─── MATERIAL SUPPLIED

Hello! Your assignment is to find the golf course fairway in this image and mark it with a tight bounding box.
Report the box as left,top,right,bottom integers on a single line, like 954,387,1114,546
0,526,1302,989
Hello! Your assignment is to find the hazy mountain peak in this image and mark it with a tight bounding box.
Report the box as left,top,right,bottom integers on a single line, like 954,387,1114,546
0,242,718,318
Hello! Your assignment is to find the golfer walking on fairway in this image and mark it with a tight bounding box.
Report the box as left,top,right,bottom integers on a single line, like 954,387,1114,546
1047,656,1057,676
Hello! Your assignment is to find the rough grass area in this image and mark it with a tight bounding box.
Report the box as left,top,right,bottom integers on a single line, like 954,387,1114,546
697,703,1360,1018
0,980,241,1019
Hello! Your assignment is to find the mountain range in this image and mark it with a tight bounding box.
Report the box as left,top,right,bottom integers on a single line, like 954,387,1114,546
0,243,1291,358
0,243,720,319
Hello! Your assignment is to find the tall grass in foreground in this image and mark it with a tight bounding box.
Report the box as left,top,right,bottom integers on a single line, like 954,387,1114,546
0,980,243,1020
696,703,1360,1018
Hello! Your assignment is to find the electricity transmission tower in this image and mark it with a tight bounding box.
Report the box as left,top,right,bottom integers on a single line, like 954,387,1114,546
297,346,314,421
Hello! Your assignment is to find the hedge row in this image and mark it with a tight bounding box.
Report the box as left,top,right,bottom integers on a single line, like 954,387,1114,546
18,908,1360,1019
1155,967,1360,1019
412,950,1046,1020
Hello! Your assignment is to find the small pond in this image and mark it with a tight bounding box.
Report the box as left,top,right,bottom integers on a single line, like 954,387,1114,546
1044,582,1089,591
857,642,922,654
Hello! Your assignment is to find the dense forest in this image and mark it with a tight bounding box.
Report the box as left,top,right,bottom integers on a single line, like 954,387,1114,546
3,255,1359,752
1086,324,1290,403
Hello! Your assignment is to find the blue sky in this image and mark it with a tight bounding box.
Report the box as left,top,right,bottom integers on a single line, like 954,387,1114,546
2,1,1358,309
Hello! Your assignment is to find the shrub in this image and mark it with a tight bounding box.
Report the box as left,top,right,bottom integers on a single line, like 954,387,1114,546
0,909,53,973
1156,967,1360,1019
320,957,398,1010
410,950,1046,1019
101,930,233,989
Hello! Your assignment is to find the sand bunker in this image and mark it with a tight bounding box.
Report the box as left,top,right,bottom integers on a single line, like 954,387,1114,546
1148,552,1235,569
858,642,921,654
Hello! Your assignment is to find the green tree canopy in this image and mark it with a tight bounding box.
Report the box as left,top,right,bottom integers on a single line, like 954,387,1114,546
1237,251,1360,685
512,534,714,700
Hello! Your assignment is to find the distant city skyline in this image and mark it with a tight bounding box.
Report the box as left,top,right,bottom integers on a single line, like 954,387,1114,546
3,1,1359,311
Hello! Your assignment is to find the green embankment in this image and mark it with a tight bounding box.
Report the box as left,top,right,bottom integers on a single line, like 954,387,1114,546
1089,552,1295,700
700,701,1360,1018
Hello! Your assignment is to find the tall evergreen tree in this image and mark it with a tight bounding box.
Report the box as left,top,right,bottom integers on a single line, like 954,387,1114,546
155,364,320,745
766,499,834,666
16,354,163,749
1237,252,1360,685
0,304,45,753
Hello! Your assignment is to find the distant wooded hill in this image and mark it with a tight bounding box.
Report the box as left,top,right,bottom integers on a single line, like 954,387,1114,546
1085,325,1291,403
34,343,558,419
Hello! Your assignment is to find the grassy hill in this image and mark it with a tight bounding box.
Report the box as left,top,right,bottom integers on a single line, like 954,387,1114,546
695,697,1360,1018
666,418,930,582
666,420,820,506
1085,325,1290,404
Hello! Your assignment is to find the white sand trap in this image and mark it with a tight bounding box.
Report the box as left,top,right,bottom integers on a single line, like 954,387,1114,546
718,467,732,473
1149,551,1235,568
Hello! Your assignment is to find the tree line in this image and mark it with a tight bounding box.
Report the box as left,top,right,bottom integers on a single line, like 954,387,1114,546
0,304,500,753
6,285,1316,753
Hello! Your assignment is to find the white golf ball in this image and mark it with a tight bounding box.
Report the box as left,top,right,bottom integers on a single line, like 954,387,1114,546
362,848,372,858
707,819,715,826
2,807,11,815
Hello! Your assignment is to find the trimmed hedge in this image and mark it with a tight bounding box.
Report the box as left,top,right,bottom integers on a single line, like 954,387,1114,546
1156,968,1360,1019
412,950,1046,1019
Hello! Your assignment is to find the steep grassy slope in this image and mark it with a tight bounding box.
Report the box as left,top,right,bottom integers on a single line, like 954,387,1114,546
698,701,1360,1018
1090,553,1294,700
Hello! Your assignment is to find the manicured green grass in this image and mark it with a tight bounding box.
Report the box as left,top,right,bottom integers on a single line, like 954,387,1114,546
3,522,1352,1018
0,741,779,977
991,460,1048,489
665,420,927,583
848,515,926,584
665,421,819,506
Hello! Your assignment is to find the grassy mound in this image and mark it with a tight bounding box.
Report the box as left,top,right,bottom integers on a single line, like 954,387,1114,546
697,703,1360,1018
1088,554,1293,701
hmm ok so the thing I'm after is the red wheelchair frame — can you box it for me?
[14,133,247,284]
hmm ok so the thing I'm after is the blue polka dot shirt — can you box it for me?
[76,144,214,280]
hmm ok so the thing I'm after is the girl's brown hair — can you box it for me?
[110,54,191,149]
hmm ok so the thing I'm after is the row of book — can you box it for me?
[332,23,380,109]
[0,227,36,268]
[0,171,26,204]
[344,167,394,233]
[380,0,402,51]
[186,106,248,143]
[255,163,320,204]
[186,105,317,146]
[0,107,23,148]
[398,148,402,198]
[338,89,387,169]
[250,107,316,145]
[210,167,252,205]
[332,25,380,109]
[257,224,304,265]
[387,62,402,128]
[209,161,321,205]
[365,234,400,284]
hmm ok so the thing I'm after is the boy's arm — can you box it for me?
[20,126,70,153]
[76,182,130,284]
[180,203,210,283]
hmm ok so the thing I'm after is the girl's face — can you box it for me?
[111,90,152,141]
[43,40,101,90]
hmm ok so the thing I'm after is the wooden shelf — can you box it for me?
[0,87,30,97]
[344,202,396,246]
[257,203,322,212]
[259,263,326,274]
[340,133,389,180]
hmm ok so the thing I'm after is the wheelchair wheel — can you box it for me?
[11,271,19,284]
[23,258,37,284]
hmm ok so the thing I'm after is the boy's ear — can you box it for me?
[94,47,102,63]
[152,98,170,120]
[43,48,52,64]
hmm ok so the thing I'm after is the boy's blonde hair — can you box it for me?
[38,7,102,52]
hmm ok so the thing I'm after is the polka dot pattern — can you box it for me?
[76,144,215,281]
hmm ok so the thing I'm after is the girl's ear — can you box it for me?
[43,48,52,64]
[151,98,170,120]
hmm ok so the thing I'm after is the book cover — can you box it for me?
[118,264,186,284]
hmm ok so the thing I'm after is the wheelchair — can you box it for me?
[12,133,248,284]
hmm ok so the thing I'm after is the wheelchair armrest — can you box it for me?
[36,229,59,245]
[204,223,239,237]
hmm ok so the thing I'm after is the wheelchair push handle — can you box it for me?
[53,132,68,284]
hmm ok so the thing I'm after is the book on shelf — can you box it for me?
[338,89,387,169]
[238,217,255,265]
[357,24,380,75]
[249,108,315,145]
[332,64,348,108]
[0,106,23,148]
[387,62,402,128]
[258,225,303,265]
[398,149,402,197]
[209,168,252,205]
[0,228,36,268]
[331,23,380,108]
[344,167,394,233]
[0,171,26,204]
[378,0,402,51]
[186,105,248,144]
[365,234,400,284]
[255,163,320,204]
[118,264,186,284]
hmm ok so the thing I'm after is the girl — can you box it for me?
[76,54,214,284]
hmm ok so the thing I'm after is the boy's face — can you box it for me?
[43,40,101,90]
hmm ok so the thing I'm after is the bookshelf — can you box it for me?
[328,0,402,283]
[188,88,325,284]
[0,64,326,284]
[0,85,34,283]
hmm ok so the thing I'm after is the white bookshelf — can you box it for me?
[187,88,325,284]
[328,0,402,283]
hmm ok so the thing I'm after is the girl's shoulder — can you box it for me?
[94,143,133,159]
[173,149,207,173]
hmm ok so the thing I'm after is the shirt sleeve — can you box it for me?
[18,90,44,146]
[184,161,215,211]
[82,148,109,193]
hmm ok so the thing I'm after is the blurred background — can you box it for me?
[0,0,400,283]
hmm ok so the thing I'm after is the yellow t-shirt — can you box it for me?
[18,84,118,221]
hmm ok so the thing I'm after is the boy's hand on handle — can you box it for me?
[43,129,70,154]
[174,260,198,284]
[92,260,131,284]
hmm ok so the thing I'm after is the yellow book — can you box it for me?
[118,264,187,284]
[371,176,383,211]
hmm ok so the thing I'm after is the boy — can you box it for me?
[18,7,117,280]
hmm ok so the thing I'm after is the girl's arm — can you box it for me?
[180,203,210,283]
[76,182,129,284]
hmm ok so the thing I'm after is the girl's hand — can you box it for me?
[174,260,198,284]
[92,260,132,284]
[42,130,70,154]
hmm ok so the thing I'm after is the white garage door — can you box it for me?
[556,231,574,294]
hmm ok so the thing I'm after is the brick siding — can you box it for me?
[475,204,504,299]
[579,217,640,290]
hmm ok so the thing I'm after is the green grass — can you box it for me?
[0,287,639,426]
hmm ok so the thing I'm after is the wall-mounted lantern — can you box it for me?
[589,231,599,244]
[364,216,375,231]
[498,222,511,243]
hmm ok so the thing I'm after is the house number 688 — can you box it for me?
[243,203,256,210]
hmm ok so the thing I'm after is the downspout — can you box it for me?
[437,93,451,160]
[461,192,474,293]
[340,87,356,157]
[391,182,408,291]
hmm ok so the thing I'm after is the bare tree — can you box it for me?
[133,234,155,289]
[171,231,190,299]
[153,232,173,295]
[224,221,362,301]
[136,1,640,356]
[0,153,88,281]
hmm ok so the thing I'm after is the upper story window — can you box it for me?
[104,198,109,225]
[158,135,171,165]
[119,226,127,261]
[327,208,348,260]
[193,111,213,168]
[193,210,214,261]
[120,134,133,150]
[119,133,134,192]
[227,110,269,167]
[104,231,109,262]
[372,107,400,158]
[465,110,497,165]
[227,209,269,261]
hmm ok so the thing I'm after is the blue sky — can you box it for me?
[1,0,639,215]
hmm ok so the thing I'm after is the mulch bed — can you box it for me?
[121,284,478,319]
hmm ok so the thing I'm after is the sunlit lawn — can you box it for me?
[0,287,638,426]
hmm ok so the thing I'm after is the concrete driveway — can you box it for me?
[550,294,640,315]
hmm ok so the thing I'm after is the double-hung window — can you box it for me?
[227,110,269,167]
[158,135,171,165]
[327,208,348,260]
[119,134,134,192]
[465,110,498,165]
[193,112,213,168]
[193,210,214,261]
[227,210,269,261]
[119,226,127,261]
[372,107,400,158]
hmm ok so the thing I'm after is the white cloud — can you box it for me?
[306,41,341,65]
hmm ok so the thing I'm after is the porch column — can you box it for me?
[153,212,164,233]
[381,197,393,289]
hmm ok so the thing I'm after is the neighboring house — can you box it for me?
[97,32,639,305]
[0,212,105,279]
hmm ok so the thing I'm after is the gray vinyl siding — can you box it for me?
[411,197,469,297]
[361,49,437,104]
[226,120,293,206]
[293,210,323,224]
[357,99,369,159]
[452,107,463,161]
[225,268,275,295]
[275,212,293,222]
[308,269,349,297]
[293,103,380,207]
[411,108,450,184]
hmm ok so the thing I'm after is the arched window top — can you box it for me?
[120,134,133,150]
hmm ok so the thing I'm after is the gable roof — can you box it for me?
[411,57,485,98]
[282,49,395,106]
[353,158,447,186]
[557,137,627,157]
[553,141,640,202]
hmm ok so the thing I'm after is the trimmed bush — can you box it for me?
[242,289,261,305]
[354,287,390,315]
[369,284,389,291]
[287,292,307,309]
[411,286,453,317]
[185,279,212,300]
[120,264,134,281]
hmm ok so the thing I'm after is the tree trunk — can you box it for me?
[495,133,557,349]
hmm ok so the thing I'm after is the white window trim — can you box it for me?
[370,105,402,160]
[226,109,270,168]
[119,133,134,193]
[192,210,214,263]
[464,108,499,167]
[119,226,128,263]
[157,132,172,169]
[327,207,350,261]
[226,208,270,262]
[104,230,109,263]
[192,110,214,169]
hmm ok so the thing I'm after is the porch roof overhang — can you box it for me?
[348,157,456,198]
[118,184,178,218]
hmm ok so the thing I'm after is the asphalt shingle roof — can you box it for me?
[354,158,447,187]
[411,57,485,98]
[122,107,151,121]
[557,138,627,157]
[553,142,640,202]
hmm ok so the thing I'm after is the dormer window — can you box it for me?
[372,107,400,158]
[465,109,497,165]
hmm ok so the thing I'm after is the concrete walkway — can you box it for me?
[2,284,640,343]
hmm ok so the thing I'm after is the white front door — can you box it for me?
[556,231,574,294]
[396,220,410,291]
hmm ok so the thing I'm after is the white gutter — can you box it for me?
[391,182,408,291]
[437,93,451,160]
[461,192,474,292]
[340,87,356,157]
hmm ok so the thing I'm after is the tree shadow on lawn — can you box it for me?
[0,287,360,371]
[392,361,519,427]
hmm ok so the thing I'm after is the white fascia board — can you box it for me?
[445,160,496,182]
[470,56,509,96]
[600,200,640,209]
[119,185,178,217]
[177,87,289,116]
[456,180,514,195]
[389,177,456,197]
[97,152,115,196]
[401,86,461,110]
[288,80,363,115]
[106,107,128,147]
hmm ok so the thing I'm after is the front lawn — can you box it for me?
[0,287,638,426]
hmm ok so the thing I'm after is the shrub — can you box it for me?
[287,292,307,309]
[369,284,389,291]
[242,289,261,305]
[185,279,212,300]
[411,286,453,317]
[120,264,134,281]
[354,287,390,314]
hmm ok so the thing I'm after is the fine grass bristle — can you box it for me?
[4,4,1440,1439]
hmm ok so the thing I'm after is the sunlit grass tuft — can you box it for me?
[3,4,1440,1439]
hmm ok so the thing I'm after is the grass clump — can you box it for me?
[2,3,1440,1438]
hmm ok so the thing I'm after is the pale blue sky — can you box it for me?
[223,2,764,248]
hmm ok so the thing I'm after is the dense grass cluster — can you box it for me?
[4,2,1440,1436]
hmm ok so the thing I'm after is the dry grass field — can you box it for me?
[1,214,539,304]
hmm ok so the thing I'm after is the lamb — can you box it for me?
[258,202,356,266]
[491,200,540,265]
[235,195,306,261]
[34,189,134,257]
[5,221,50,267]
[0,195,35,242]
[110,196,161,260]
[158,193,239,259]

──────

REQUIRED WORK: Set the lines down exactly, from the first line of the records to the line where "Hello! Your assignment is to find the mountain" appears, with both ends kept.

YOUR SOLUTION:
Hello! Your assignment is to find the golf course fairway in this image and mark it with a tight bounding box.
Report the box as left,top,right,bottom integers on a single line, like 954,387,1114,546
0,526,1302,989
Hello! Your assignment is to find the hazy mountain peak in this image and mark it with a tight bounding box.
Report the box as left,top,right,bottom integers on a single line, like 954,387,1114,546
0,242,718,318
Hello! Your assignment is to find the golfer walking on fairway in this image and mark it with a tight bounding box.
Report the box as left,top,right,bottom integers on a single line, like 954,387,1114,546
1047,656,1057,676
Hello! Your assignment is to find the rough grass area in this image and mark it with a tight bounding box.
Report the box as left,top,right,bottom integers on a single line, like 954,387,1114,546
697,703,1360,1018
0,980,241,1019
Hello! Your assignment is to find the mountain range in this image and mark it with a tight bounding box.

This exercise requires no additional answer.